> **Input for this task**:
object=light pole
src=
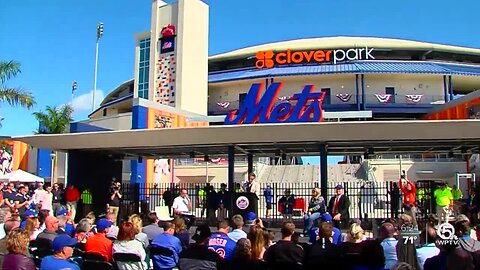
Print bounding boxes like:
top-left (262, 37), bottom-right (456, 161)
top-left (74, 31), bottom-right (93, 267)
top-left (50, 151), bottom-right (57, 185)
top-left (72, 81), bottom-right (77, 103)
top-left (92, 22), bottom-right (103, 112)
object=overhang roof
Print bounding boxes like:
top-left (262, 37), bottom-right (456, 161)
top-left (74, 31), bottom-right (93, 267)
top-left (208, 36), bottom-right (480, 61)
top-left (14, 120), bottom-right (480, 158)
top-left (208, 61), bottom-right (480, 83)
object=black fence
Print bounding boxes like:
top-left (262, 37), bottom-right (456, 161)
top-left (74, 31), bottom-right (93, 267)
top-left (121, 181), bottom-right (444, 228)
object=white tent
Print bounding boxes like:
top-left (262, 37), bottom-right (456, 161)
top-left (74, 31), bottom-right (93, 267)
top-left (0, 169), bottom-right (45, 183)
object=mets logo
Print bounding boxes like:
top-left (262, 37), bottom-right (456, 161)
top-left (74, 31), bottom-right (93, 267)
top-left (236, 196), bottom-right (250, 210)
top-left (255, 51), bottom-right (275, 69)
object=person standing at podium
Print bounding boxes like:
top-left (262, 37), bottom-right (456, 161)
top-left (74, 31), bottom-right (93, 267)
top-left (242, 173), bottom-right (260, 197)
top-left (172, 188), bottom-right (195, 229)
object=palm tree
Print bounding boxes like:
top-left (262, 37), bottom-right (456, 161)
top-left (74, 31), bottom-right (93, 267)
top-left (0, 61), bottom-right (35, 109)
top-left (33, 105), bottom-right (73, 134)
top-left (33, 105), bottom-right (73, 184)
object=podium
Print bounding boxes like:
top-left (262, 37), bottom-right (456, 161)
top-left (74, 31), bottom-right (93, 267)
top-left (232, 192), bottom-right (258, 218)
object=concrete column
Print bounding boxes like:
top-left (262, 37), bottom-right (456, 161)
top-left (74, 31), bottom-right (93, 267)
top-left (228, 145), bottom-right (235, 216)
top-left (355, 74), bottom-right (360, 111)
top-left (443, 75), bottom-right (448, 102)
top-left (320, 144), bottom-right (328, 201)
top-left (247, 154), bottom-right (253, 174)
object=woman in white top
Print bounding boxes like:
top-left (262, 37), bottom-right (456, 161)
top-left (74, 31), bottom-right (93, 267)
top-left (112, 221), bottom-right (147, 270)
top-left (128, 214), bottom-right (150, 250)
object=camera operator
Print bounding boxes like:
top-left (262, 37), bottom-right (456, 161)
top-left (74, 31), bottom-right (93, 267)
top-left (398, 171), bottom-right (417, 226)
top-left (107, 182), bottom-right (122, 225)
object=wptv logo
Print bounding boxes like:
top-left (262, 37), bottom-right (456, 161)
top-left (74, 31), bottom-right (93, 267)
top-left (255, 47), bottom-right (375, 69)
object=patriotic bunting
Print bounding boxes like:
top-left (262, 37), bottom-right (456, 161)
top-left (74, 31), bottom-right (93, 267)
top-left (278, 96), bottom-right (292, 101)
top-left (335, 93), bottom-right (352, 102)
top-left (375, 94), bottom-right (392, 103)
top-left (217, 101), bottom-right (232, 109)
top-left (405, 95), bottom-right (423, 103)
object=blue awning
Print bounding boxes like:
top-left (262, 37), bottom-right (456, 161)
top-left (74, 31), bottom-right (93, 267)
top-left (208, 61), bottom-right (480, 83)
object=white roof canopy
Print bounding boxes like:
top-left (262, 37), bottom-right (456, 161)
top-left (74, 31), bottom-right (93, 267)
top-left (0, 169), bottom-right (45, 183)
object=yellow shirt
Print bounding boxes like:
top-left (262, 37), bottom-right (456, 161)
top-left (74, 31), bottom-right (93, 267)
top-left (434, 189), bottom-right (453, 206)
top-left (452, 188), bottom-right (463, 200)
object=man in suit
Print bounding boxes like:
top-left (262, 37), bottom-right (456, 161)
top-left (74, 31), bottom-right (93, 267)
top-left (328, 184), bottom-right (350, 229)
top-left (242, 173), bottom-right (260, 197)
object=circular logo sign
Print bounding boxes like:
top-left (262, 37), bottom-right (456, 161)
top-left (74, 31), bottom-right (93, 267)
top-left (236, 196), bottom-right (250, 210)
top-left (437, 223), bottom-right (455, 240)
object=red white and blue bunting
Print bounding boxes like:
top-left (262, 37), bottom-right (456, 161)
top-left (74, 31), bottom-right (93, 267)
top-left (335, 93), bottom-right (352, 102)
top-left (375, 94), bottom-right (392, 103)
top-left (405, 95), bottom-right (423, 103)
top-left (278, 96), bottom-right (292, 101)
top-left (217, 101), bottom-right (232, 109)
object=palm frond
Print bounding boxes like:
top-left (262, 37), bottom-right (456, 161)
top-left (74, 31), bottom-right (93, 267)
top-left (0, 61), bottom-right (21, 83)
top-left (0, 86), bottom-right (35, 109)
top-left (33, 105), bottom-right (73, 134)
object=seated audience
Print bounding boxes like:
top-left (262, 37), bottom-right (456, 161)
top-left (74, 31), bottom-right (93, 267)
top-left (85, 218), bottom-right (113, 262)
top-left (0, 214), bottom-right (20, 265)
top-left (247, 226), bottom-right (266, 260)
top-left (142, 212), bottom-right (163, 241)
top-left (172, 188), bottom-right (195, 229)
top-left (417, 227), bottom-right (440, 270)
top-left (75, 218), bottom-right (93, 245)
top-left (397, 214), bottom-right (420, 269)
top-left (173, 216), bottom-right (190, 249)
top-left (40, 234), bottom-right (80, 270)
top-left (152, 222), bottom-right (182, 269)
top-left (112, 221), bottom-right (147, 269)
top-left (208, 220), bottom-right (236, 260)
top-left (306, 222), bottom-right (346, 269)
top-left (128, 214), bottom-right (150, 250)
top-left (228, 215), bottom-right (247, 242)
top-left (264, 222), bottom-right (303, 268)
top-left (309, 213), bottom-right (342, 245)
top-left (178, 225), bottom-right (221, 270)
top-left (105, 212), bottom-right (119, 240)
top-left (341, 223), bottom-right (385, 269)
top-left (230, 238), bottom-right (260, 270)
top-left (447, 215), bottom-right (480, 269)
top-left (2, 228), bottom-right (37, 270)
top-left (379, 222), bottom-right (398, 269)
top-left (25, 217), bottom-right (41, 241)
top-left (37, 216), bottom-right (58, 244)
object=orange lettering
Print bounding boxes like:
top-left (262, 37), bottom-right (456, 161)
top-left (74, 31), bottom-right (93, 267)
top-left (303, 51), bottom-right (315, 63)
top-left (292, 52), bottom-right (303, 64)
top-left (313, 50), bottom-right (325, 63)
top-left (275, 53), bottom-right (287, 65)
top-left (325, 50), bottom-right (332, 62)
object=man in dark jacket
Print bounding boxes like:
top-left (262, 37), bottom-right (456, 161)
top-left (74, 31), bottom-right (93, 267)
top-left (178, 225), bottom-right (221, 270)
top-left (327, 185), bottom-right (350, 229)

--

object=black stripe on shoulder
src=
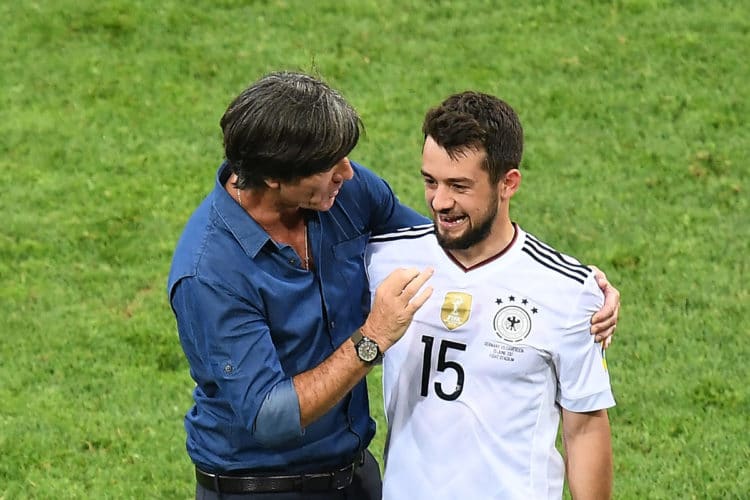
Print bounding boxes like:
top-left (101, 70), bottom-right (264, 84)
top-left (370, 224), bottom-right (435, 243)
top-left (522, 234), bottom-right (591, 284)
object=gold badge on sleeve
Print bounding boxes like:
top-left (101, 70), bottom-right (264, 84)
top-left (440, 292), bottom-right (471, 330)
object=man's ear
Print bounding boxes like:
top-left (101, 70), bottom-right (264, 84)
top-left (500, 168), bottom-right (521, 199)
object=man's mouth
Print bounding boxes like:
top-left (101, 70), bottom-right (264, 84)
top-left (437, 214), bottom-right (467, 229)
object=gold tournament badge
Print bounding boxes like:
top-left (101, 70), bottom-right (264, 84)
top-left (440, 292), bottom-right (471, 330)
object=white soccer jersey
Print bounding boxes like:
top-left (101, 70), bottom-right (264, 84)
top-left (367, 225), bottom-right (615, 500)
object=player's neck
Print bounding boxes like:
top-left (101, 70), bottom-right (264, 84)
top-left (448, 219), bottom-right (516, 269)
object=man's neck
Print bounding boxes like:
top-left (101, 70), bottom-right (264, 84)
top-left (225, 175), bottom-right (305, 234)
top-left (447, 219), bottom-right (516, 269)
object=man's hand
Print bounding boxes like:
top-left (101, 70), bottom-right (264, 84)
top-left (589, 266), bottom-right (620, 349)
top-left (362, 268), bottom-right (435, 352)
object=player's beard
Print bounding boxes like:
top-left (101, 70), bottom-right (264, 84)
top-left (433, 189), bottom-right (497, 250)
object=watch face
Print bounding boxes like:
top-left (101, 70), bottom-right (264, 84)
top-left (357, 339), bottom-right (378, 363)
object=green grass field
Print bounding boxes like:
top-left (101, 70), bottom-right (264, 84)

...

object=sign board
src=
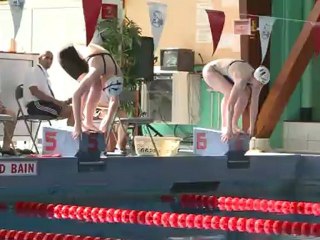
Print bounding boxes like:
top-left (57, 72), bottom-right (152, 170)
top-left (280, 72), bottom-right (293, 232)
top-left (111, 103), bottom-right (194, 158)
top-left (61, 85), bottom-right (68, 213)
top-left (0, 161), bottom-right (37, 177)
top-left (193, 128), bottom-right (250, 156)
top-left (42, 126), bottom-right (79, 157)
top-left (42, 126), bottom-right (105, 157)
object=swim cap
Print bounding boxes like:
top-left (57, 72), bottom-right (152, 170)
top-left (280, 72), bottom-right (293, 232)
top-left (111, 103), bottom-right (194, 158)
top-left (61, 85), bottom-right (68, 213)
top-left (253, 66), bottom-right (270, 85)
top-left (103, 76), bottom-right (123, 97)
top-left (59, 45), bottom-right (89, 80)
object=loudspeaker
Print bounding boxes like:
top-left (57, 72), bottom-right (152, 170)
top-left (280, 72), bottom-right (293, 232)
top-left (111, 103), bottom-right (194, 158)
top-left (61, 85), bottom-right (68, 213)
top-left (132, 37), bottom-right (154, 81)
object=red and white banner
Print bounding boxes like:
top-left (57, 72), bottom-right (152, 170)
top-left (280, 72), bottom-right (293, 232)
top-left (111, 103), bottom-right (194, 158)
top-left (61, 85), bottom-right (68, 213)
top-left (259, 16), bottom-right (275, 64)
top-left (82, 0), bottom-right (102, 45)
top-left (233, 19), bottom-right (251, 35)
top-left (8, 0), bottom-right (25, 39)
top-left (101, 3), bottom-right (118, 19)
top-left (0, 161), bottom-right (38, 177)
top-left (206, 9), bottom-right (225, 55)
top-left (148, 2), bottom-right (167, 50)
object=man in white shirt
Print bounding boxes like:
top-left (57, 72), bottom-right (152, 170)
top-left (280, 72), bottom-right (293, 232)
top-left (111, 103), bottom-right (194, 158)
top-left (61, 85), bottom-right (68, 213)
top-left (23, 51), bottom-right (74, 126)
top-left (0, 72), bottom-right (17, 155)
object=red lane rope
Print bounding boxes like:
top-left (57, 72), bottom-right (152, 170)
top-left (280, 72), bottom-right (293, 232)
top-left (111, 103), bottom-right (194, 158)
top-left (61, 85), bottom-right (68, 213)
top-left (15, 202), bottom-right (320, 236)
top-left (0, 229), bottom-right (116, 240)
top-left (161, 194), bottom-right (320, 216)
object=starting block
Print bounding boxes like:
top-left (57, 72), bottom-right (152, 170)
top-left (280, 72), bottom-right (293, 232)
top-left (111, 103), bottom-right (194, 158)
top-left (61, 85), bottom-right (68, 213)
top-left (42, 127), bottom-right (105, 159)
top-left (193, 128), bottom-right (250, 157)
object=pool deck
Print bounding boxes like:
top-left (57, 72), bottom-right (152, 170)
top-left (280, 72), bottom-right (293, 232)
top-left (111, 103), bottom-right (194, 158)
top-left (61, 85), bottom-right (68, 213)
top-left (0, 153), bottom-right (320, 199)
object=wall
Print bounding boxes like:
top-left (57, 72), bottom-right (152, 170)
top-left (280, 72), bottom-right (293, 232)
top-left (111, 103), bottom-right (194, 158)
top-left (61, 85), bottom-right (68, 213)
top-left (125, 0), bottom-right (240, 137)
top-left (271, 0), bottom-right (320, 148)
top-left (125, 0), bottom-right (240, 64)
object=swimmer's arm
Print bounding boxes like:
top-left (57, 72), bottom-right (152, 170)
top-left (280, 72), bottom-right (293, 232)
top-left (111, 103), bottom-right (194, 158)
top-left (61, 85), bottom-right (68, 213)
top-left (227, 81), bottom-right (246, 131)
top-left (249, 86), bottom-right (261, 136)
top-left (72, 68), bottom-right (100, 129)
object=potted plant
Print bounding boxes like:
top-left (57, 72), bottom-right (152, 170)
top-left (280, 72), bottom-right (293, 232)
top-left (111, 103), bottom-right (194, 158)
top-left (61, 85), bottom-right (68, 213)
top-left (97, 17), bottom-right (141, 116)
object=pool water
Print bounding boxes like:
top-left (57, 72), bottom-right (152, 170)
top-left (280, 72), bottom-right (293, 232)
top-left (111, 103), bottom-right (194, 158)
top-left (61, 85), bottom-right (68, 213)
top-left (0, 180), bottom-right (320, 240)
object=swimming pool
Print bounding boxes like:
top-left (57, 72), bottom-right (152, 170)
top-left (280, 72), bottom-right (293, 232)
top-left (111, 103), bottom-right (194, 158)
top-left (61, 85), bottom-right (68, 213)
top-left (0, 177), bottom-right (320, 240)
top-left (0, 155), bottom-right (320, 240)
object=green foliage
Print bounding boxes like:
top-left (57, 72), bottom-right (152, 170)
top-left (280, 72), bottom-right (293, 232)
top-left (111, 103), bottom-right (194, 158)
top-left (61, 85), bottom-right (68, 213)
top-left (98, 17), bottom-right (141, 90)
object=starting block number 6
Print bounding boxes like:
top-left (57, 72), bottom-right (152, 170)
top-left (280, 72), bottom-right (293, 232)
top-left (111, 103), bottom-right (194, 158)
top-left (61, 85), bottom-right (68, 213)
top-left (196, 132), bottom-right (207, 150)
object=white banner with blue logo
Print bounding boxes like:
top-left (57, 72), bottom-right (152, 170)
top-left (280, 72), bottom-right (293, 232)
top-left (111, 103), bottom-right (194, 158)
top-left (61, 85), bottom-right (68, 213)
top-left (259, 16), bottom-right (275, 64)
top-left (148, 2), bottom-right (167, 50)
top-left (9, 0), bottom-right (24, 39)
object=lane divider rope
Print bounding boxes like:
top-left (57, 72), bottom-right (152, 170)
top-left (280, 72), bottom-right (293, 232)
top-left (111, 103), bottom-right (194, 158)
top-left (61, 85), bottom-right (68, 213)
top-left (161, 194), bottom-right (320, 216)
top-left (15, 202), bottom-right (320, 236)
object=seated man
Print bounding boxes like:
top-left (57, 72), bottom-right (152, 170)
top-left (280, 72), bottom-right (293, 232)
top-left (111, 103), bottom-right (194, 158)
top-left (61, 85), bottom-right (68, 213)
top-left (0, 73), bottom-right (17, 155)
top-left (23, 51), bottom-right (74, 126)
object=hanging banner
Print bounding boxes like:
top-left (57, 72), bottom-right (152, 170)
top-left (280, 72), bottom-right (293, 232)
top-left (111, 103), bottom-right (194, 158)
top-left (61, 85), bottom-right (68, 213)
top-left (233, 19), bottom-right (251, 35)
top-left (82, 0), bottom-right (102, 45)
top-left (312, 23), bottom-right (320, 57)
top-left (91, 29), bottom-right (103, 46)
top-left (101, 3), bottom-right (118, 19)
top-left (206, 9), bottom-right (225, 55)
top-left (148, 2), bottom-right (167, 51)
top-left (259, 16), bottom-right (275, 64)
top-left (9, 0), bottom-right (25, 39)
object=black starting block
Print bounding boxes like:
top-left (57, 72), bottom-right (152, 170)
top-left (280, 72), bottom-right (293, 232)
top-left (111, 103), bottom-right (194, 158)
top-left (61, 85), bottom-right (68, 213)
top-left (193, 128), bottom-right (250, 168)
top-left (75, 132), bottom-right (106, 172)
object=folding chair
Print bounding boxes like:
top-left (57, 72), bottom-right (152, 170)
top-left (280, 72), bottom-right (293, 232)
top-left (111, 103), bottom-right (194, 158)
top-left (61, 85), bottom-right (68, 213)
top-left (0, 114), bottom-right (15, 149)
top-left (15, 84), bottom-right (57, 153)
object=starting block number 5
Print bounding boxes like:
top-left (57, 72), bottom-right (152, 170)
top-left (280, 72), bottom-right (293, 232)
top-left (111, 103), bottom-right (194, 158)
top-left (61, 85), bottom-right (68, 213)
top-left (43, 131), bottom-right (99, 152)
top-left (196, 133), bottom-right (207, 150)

> **Objective**:
Turn the stretch of entries above, from the line containing "object=gold tournament badge" through the line containing "top-left (362, 268), bottom-right (435, 352)", into a numbered list with one line per item, leaving out any blank lines.

> **Solution to this problem**:
1. object=gold tournament badge
2. Print bounding boxes like:
3. top-left (101, 70), bottom-right (264, 84)
4. top-left (440, 292), bottom-right (471, 330)
5. object=white soccer jersey
6. Print bounding boxes like:
7. top-left (101, 70), bottom-right (264, 84)
8. top-left (367, 225), bottom-right (615, 500)
9. object=player's neck
10. Print bounding boxes like:
11. top-left (101, 70), bottom-right (264, 84)
12. top-left (448, 219), bottom-right (516, 269)
13. object=man's neck
14. Print bounding boxes like:
15. top-left (101, 70), bottom-right (264, 84)
16. top-left (225, 175), bottom-right (305, 234)
17. top-left (447, 219), bottom-right (516, 269)
18. object=man's hand
19. Print bounding boxes like:
20. top-left (101, 70), bottom-right (264, 84)
21. top-left (589, 266), bottom-right (620, 349)
22. top-left (362, 268), bottom-right (435, 352)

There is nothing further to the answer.